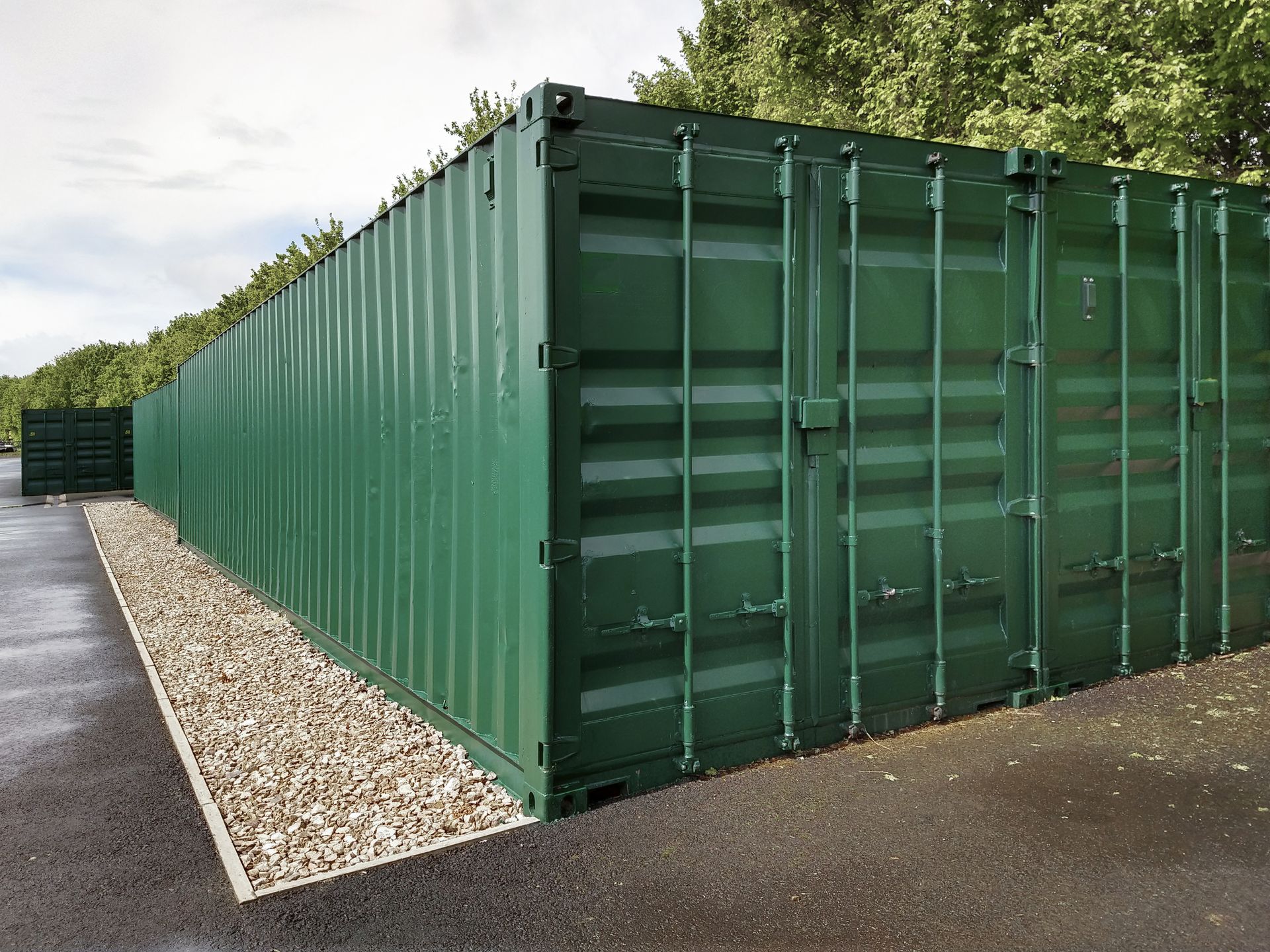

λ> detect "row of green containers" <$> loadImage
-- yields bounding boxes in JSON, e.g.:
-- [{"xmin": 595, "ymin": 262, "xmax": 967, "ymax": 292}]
[
  {"xmin": 136, "ymin": 84, "xmax": 1270, "ymax": 817},
  {"xmin": 22, "ymin": 406, "xmax": 132, "ymax": 496}
]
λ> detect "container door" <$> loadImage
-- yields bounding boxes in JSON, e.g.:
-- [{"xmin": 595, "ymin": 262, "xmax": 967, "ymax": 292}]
[
  {"xmin": 1193, "ymin": 196, "xmax": 1270, "ymax": 651},
  {"xmin": 1044, "ymin": 167, "xmax": 1189, "ymax": 690},
  {"xmin": 558, "ymin": 128, "xmax": 806, "ymax": 788},
  {"xmin": 22, "ymin": 410, "xmax": 67, "ymax": 496},
  {"xmin": 66, "ymin": 407, "xmax": 122, "ymax": 493},
  {"xmin": 116, "ymin": 406, "xmax": 132, "ymax": 490},
  {"xmin": 822, "ymin": 155, "xmax": 1031, "ymax": 731}
]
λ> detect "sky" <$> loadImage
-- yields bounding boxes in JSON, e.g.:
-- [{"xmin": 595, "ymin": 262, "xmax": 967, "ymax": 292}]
[{"xmin": 0, "ymin": 0, "xmax": 701, "ymax": 374}]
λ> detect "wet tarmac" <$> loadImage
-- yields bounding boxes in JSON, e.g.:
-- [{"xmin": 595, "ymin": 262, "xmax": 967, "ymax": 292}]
[{"xmin": 0, "ymin": 459, "xmax": 1270, "ymax": 952}]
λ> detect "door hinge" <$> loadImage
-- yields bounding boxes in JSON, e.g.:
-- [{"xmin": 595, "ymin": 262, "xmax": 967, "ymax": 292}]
[
  {"xmin": 538, "ymin": 341, "xmax": 578, "ymax": 371},
  {"xmin": 1006, "ymin": 496, "xmax": 1045, "ymax": 519},
  {"xmin": 1006, "ymin": 344, "xmax": 1045, "ymax": 367},
  {"xmin": 1006, "ymin": 192, "xmax": 1040, "ymax": 214},
  {"xmin": 538, "ymin": 538, "xmax": 579, "ymax": 569},
  {"xmin": 1190, "ymin": 377, "xmax": 1222, "ymax": 406},
  {"xmin": 794, "ymin": 397, "xmax": 839, "ymax": 430},
  {"xmin": 534, "ymin": 138, "xmax": 578, "ymax": 171},
  {"xmin": 1008, "ymin": 649, "xmax": 1040, "ymax": 672}
]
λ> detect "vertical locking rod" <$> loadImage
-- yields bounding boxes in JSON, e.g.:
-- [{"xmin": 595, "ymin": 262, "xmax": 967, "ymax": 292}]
[
  {"xmin": 1213, "ymin": 188, "xmax": 1230, "ymax": 655},
  {"xmin": 1111, "ymin": 175, "xmax": 1133, "ymax": 676},
  {"xmin": 776, "ymin": 136, "xmax": 799, "ymax": 750},
  {"xmin": 1172, "ymin": 182, "xmax": 1191, "ymax": 664},
  {"xmin": 926, "ymin": 152, "xmax": 947, "ymax": 721},
  {"xmin": 675, "ymin": 122, "xmax": 701, "ymax": 773},
  {"xmin": 842, "ymin": 142, "xmax": 864, "ymax": 738}
]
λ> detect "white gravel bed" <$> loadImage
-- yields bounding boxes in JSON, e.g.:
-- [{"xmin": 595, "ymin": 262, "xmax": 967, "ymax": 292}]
[{"xmin": 91, "ymin": 502, "xmax": 522, "ymax": 889}]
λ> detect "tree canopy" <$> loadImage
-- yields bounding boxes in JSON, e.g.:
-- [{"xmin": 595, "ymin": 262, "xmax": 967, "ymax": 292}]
[
  {"xmin": 7, "ymin": 0, "xmax": 1270, "ymax": 436},
  {"xmin": 0, "ymin": 83, "xmax": 516, "ymax": 439},
  {"xmin": 631, "ymin": 0, "xmax": 1270, "ymax": 184}
]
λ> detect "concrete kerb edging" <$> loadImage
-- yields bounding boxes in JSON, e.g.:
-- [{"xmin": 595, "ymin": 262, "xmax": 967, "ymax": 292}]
[
  {"xmin": 84, "ymin": 506, "xmax": 257, "ymax": 904},
  {"xmin": 84, "ymin": 505, "xmax": 538, "ymax": 904}
]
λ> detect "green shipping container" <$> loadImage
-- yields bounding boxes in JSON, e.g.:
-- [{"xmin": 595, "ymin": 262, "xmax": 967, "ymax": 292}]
[
  {"xmin": 141, "ymin": 84, "xmax": 1270, "ymax": 817},
  {"xmin": 132, "ymin": 381, "xmax": 181, "ymax": 519},
  {"xmin": 22, "ymin": 406, "xmax": 132, "ymax": 496}
]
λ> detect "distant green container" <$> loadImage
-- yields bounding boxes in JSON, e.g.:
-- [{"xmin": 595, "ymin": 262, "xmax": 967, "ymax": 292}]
[
  {"xmin": 141, "ymin": 84, "xmax": 1270, "ymax": 817},
  {"xmin": 132, "ymin": 381, "xmax": 181, "ymax": 519},
  {"xmin": 22, "ymin": 406, "xmax": 132, "ymax": 496}
]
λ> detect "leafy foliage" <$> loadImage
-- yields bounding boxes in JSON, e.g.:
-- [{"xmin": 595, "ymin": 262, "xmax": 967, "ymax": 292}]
[
  {"xmin": 0, "ymin": 216, "xmax": 344, "ymax": 439},
  {"xmin": 374, "ymin": 83, "xmax": 516, "ymax": 214},
  {"xmin": 631, "ymin": 0, "xmax": 1270, "ymax": 184}
]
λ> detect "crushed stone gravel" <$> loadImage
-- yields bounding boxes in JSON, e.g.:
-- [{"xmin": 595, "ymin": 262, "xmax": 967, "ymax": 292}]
[{"xmin": 90, "ymin": 502, "xmax": 522, "ymax": 889}]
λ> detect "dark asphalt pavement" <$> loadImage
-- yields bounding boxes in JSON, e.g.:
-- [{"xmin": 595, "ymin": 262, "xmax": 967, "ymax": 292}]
[{"xmin": 0, "ymin": 449, "xmax": 1270, "ymax": 952}]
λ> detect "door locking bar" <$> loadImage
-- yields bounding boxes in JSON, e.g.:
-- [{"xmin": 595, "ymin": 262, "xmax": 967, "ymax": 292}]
[
  {"xmin": 1068, "ymin": 552, "xmax": 1124, "ymax": 575},
  {"xmin": 1130, "ymin": 542, "xmax": 1186, "ymax": 565},
  {"xmin": 856, "ymin": 575, "xmax": 921, "ymax": 606},
  {"xmin": 599, "ymin": 606, "xmax": 689, "ymax": 635},
  {"xmin": 1234, "ymin": 530, "xmax": 1266, "ymax": 552},
  {"xmin": 944, "ymin": 565, "xmax": 1001, "ymax": 595},
  {"xmin": 710, "ymin": 592, "xmax": 790, "ymax": 622}
]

—————

- _Directions_
Pick out each line in the rows above that contains the word "gravel", and copy those lines in full.

- _Solved exercise_
λ> detect "white gravel bed" <$> loadImage
λ> detect "crushed stone gravel" <$> loadImage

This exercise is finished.